**Information provided:**

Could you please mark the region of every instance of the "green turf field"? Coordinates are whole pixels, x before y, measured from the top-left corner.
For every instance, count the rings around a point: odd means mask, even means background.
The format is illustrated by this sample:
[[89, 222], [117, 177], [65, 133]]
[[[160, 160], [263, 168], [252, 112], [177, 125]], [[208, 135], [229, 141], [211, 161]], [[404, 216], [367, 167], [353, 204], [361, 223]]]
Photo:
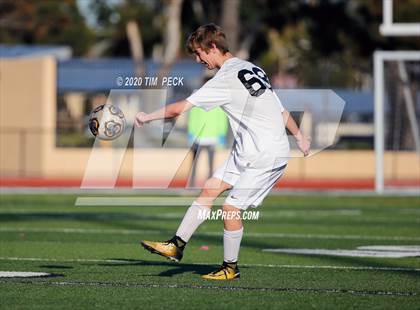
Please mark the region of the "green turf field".
[[[180, 264], [146, 252], [165, 240], [186, 207], [75, 206], [70, 195], [0, 196], [0, 308], [419, 309], [420, 258], [263, 252], [419, 245], [416, 197], [269, 197], [245, 223], [241, 279], [200, 275], [222, 261], [222, 221], [207, 221]], [[200, 249], [206, 245], [208, 250]]]

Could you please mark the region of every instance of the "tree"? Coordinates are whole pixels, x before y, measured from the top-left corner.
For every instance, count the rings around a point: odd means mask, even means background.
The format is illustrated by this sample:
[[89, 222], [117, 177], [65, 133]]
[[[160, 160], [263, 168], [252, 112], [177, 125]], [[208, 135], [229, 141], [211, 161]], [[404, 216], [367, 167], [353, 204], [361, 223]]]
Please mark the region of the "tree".
[[181, 43], [182, 0], [168, 0], [165, 8], [164, 52], [159, 76], [164, 76], [178, 59]]
[[223, 0], [221, 25], [229, 40], [231, 52], [236, 53], [240, 32], [239, 25], [240, 0]]
[[[102, 46], [102, 55], [130, 57], [131, 45], [127, 25], [136, 23], [141, 34], [143, 55], [151, 57], [154, 47], [162, 41], [163, 21], [161, 1], [122, 0], [107, 2], [92, 0], [90, 9], [96, 18], [96, 45]], [[129, 29], [134, 29], [132, 26]]]
[[75, 0], [0, 1], [0, 41], [62, 44], [83, 55], [93, 39]]
[[[403, 20], [415, 20], [415, 1], [394, 3], [398, 3], [400, 14], [406, 14], [401, 16]], [[244, 29], [252, 20], [259, 20], [250, 58], [271, 70], [291, 71], [305, 86], [365, 87], [376, 49], [420, 49], [420, 40], [379, 34], [381, 1], [284, 0], [280, 4], [274, 0], [244, 0], [241, 10]], [[418, 13], [416, 16], [420, 20]]]

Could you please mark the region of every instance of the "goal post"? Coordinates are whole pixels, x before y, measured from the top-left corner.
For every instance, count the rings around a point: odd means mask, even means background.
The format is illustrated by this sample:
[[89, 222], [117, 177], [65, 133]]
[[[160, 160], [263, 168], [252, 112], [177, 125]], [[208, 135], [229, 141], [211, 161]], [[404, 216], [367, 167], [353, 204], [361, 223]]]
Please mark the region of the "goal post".
[[[401, 64], [401, 62], [407, 61], [420, 61], [420, 51], [376, 51], [374, 53], [374, 123], [375, 123], [375, 190], [377, 193], [384, 193], [385, 191], [385, 173], [384, 173], [384, 155], [385, 155], [385, 62], [394, 61]], [[401, 68], [401, 66], [400, 66]], [[405, 69], [404, 69], [405, 70]], [[402, 83], [407, 84], [407, 81]], [[400, 82], [401, 83], [401, 82]], [[419, 138], [418, 138], [418, 125], [417, 118], [415, 116], [415, 107], [413, 106], [413, 100], [408, 100], [407, 91], [408, 86], [405, 86], [405, 101], [411, 101], [407, 103], [407, 110], [411, 111], [409, 117], [411, 117], [409, 125], [413, 131], [415, 149], [417, 155], [419, 154]], [[411, 108], [409, 108], [411, 106]], [[414, 110], [413, 110], [414, 108]], [[411, 109], [411, 110], [410, 110]], [[414, 115], [413, 115], [414, 111]], [[410, 116], [411, 114], [411, 116]], [[417, 131], [417, 132], [416, 132]]]
[[383, 36], [420, 36], [420, 23], [395, 23], [394, 1], [382, 0], [383, 21], [379, 31]]

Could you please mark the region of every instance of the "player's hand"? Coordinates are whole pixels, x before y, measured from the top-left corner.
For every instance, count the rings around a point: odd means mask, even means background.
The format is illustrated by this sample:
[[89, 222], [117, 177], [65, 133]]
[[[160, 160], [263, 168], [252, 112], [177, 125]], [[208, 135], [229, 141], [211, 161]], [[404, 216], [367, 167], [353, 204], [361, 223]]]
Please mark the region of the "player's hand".
[[139, 112], [136, 115], [136, 118], [134, 120], [134, 123], [136, 124], [136, 127], [142, 127], [144, 124], [147, 124], [149, 121], [147, 119], [147, 113]]
[[308, 156], [311, 149], [311, 139], [303, 137], [296, 141], [299, 149], [302, 151], [303, 156]]

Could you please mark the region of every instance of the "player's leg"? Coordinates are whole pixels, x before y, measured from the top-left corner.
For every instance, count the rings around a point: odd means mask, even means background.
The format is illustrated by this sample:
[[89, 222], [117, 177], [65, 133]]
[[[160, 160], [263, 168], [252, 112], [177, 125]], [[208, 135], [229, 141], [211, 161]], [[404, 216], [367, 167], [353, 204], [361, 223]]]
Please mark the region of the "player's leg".
[[206, 220], [216, 198], [230, 188], [232, 185], [217, 178], [210, 178], [206, 181], [203, 190], [188, 208], [176, 231], [174, 238], [179, 246], [185, 247], [198, 226]]
[[[240, 210], [246, 210], [250, 206], [257, 207], [260, 205], [268, 192], [283, 175], [285, 168], [286, 165], [265, 170], [245, 170], [229, 193], [223, 210], [239, 212]], [[223, 264], [218, 270], [204, 275], [204, 279], [231, 280], [239, 278], [240, 276], [237, 262], [243, 234], [241, 217], [226, 216], [224, 223]]]
[[215, 272], [204, 275], [204, 279], [232, 280], [240, 277], [238, 256], [243, 235], [241, 209], [225, 203], [223, 212], [223, 264]]
[[142, 241], [141, 245], [152, 253], [179, 262], [188, 241], [197, 228], [206, 220], [214, 200], [232, 185], [217, 178], [206, 181], [199, 197], [191, 204], [182, 219], [176, 234], [167, 241]]
[[238, 180], [239, 172], [232, 164], [232, 158], [228, 158], [213, 177], [206, 181], [200, 195], [188, 208], [176, 234], [170, 240], [165, 242], [142, 241], [141, 245], [152, 253], [180, 261], [187, 242], [210, 213], [214, 200], [221, 193], [232, 188], [232, 184]]
[[222, 181], [217, 177], [209, 178], [206, 183], [204, 183], [203, 189], [195, 201], [203, 206], [211, 208], [216, 198], [219, 197], [224, 191], [231, 188], [231, 184]]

**Your instructions:** Across the whole listing, reproduce each line verbatim and exclude every picture.

**Response:**
Could you please mark the region of every instance of the "green turf field"? Coordinates are whole pixels, x before y, measured from the top-left corner.
For every instance, count the rings around a point: odd means mask, even means background.
The format is illustrated by this sample:
[[89, 222], [117, 177], [65, 133]]
[[[160, 160], [263, 168], [252, 112], [177, 125]], [[208, 135], [229, 141], [211, 161]], [[404, 216], [367, 167], [353, 204], [361, 223]]]
Photo:
Please mark the region of the "green turf field".
[[[180, 264], [146, 252], [165, 240], [186, 207], [75, 206], [70, 195], [0, 196], [0, 308], [419, 309], [420, 258], [263, 252], [419, 245], [416, 197], [269, 197], [245, 223], [241, 279], [200, 275], [222, 261], [222, 221], [207, 221]], [[200, 249], [206, 245], [208, 250]]]

Could you please mark the region of every instance of the "tree"? Coordinates are whole pixels, x before y, measured from the top-left corner.
For every instance, count the rings around a point: odd means mask, even means background.
The format is illustrated by this sample:
[[89, 222], [117, 177], [65, 133]]
[[[160, 160], [263, 168], [252, 112], [177, 125]], [[208, 135], [229, 141], [211, 161]], [[404, 216], [367, 167], [353, 204], [361, 223]]]
Please mark the region of the "tree".
[[181, 43], [182, 0], [168, 0], [165, 8], [164, 52], [159, 76], [164, 76], [178, 59]]
[[223, 0], [221, 25], [229, 40], [231, 52], [236, 53], [240, 32], [239, 25], [240, 0]]
[[[102, 46], [102, 55], [130, 57], [131, 45], [127, 25], [136, 23], [141, 34], [143, 55], [151, 57], [154, 47], [162, 41], [163, 21], [161, 1], [122, 0], [107, 2], [92, 0], [90, 9], [96, 18], [96, 45]], [[129, 29], [134, 29], [132, 26]]]
[[75, 0], [0, 1], [0, 41], [62, 44], [83, 55], [93, 39]]
[[[403, 20], [415, 20], [415, 1], [394, 3], [398, 3], [400, 14], [406, 14], [401, 16]], [[244, 29], [252, 20], [259, 20], [250, 58], [271, 70], [291, 71], [305, 86], [365, 87], [376, 49], [420, 49], [420, 40], [379, 34], [381, 1], [284, 0], [280, 4], [274, 0], [244, 0], [241, 10]], [[418, 13], [416, 16], [420, 20]]]

Could you please mark the region of every instance of the "goal post"? Coordinates are whole pixels, x before y, measured from the top-left corner.
For every instance, count the rings around a point: odd means mask, even means background.
The format is illustrated by this sample:
[[89, 222], [117, 177], [65, 133]]
[[[160, 160], [263, 168], [252, 112], [177, 125]], [[208, 135], [229, 141], [211, 161]], [[404, 216], [367, 167], [353, 204], [361, 223]]]
Please mark the region of the "goal post".
[[[401, 64], [401, 62], [407, 61], [420, 61], [420, 51], [376, 51], [374, 53], [374, 123], [375, 123], [375, 190], [377, 193], [384, 193], [385, 191], [385, 173], [384, 173], [384, 155], [385, 155], [385, 62], [394, 61]], [[401, 68], [401, 66], [400, 66]], [[405, 69], [404, 69], [405, 70]], [[402, 83], [407, 84], [407, 81]], [[400, 82], [401, 83], [401, 82]], [[419, 138], [418, 138], [418, 125], [417, 118], [415, 116], [415, 107], [413, 106], [413, 100], [408, 100], [407, 91], [408, 86], [405, 86], [405, 101], [411, 101], [407, 103], [407, 110], [411, 111], [409, 117], [411, 117], [409, 125], [413, 131], [415, 149], [417, 155], [419, 154]], [[411, 108], [409, 108], [411, 106]], [[414, 110], [413, 110], [414, 108]], [[411, 109], [411, 110], [410, 110]], [[414, 115], [413, 115], [414, 111]], [[410, 116], [411, 114], [411, 116]], [[417, 131], [417, 132], [416, 132]]]
[[383, 36], [420, 36], [420, 23], [395, 23], [394, 1], [382, 0], [383, 21], [379, 31]]

Could you please mark the region of every instance of the "player's hand"? Coordinates are whole pixels, x before y, measured from the top-left corner.
For every instance, count the rings around a point: odd means mask, even means background.
The format is illustrated by this sample:
[[89, 222], [117, 177], [65, 133]]
[[[160, 160], [263, 168], [252, 112], [177, 125]], [[208, 135], [229, 141], [211, 161]], [[404, 216], [367, 167], [353, 204], [361, 223]]]
Please mark the region of the "player's hand".
[[139, 112], [136, 115], [136, 118], [134, 120], [134, 123], [136, 124], [136, 127], [142, 127], [144, 124], [147, 124], [149, 121], [147, 119], [147, 113]]
[[308, 156], [311, 149], [311, 139], [303, 137], [296, 141], [299, 149], [302, 151], [303, 156]]

Could you please mark the region of every instance of the "player's leg"? Coordinates are whole pixels, x before y, measured from the top-left corner.
For every instance, count the rings around a point: odd means mask, even means background.
The format is illustrated by this sample:
[[89, 222], [117, 177], [65, 133]]
[[[160, 160], [263, 168], [252, 112], [177, 125]], [[208, 135], [229, 141], [211, 161]], [[404, 216], [367, 167], [353, 204], [361, 223]]]
Please mark the region of the "player's leg".
[[206, 220], [216, 198], [230, 188], [232, 185], [217, 178], [210, 178], [206, 181], [203, 190], [188, 208], [176, 231], [174, 238], [179, 246], [185, 247], [198, 226]]
[[[240, 210], [246, 210], [250, 206], [257, 207], [260, 205], [268, 192], [283, 175], [285, 168], [286, 165], [265, 170], [245, 170], [229, 193], [223, 210], [239, 212]], [[223, 264], [218, 270], [204, 275], [204, 279], [231, 280], [239, 278], [240, 276], [237, 262], [243, 234], [241, 217], [226, 216], [224, 223]]]
[[215, 272], [204, 275], [204, 279], [232, 280], [240, 277], [238, 256], [243, 235], [241, 209], [225, 203], [223, 212], [223, 264]]
[[142, 241], [141, 245], [152, 253], [179, 262], [188, 241], [197, 228], [206, 220], [214, 200], [232, 185], [217, 178], [206, 181], [199, 197], [191, 204], [182, 219], [176, 234], [167, 241]]
[[238, 180], [239, 172], [232, 164], [232, 158], [228, 158], [213, 177], [206, 181], [200, 195], [188, 208], [176, 234], [170, 240], [165, 242], [142, 241], [141, 245], [152, 253], [180, 261], [187, 242], [210, 213], [214, 200], [221, 193], [232, 188], [232, 184]]
[[222, 181], [217, 177], [209, 178], [206, 183], [204, 183], [203, 189], [195, 201], [203, 206], [211, 208], [216, 198], [219, 197], [224, 191], [231, 188], [231, 184]]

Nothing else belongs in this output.